I have returned from my month-long vacation with my wife. One of the perks of being an academic is that my summers are my own. I show the route of my trip above. Clearly, this vacation was not planned to be relaxing; I had a great time but the many flights made it somewhat vexing. Unlike some of my travels, the purpose of this vacation was not to visit new places. In fact, with the exception of Malta, we have visited each of the areas multiple times before. We were pleasantly surprised by Malta’s quality as a small island state tourist destination and will definitely include it in future itineraries.

My main goal here was to meet up with (mostly elderly members of) family. Given our age group with regards to life expectancy, future opportunities to visit with each other may be limited. We also wanted to exchange and record stories that had never been shared.

Like me, almost all of the older family members were immigrants. Of course, some of their offspring were native born to their chosen homes. These meeting fit easily within my latest series of blogs about immigration. As you might imagine, almost all such stories within my family have their origin – whether directly or indirectly – in the Holocaust. Surviving relatives ended up in Australia, Israel, France, and England. Poland, where most of the elderly family members were born and experienced the atrocities of the Nazis, still plays an important part in many of the stories.

I found a lot of generational dynamics that mirrored my own experiences: the younger generations are too busy living their own lives and do not seem interested in the experiences of their elders. It’s only once those kids get older that they become more interested in such themes (this was the case for me personally), by which time, they are sometimes too late – those important links have already been lost.

In my case, I was fortunate that my mother put our experiences in the form of two books (July 5, 2016) and I was able to read them when I was ready. My interests awakened nearly 15 years after the books were published. Not everyone can write and publish books. Fortunately, technology now facilitates publishing opportunities that didn’t exist for my mother.

A few friends and I have developed a new application called Tapestry. Tapestry is a platform for capturing the human experience and promoting self-expression. It allows people to capture their lives’ adventures. It is not only a way to create a type of family heritage but also a chance to connect with people with whom you shared moments. You can find the platform on www.tapestry.life. I will share the stories that I heard during my vacation there and invite the younger generations to use the app for their own communication needs. In the process, I hope they are exposed to the stories of older generations.

▶ [Task requirements]
1. From the post about the family vacation, reproduce verbatim the passage that begins with the words containing "In my case, I" and ends with "for my mother.".
2. Extend the post about the family vacation, picking up right after its final sentence.

▶ [Records shown]
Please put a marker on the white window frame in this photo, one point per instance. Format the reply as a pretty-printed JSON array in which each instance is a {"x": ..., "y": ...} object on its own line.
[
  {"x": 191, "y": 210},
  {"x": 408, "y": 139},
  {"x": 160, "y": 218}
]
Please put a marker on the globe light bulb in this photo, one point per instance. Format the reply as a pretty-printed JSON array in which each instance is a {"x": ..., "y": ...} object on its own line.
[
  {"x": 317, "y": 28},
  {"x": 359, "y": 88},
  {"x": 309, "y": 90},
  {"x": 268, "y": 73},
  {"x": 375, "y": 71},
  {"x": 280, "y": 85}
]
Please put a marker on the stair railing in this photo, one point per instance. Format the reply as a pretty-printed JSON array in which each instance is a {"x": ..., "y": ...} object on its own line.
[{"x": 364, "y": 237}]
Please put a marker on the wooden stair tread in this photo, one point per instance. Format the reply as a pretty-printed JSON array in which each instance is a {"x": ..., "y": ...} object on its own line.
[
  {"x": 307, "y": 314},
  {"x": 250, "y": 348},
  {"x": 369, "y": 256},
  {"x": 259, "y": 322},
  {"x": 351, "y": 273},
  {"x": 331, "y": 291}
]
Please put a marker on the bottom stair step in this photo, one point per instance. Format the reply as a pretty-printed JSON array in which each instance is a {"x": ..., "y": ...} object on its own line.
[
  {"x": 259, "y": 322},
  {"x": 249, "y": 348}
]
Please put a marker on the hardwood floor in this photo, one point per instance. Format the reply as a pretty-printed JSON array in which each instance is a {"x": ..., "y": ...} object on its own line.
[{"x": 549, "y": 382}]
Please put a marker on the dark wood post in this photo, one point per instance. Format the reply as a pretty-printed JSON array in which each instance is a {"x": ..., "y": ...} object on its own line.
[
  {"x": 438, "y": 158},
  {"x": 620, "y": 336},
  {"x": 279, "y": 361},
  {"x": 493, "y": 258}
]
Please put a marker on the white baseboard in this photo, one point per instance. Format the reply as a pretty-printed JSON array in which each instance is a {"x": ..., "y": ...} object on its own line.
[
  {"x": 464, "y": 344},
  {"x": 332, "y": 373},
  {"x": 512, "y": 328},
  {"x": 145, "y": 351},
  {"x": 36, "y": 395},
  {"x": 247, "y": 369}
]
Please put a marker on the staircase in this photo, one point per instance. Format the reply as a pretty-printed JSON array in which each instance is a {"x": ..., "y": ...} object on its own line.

▶ [Expected responses]
1.
In my case, I was fortunate that my mother put our experiences in the form of two books (July 5, 2016) and I was able to read them when I was ready. My interests awakened nearly 15 years after the books were published. Not everyone can write and publish books. Fortunately, technology now facilitates publishing opportunities that didn’t exist for my mother.

2.
The global immigration picture is the sum of individual, intertwined stories. We arrived in England just a few days after the somewhat surprising Brexit vote, during which the United Kingdom decided to exit the European Union. The strongest driving force behind this outcome was a desire stop the flow of immigrants into the UK. The pro-Brexit side made the questionable promise that such an exit would not hamper the UK’s free market access to the EU but would effortlessly stop free travel from the EU into the UK and also by some magic stop the global flood of refugees. After the vote, while it was made absolutely clear that this premise was a lie, it was also decided that the lie itself was not grounds to overturn the result. The ability to use lies and demagoguery to sway votes in direct democracies (as distinguished from representative democracies) is obviously not limited to the UK. One finds the same appeal in the US elections and in other European countries (See the series of blogs on Democracy vs. Oligarchy starting March 15, 2016).

From England we traveled to Israel. The refugee problem is at the center of the Palestinian-Israeli conflict and the issue of refugee resettlement vs. their use as a figurative political football. Poland is now part of the European Union and thus party to the EU’s refugee problems but it doesn’t have a unique issue with global ramifications. Malta is also member of the EU. On the other hand, a brief look at the map above shows that Malta is one of the closest gateways between North Africa and Europe. Many of the refugees that are now trying to reach Europe are desperate to escape unstable states in Africa, making Malta a key player in discussion of refugees and immigrants. Finally, in describing the situation in France, I will emphasize the perception that the influx of refugees without proper security screening is a major concern as a contributing cause of internal terrorist activities.

My next series of blogs will focus on separate geographical locations while attempting to combine local refugee issues with global ramifications as well as some aspects of the personal migrant issues specific to my family.

However, we also have an important election going on in the US with major immigration-related components, so future blogs will oscillate between the US election campaigns and the global immigration issues reflected in my vacation.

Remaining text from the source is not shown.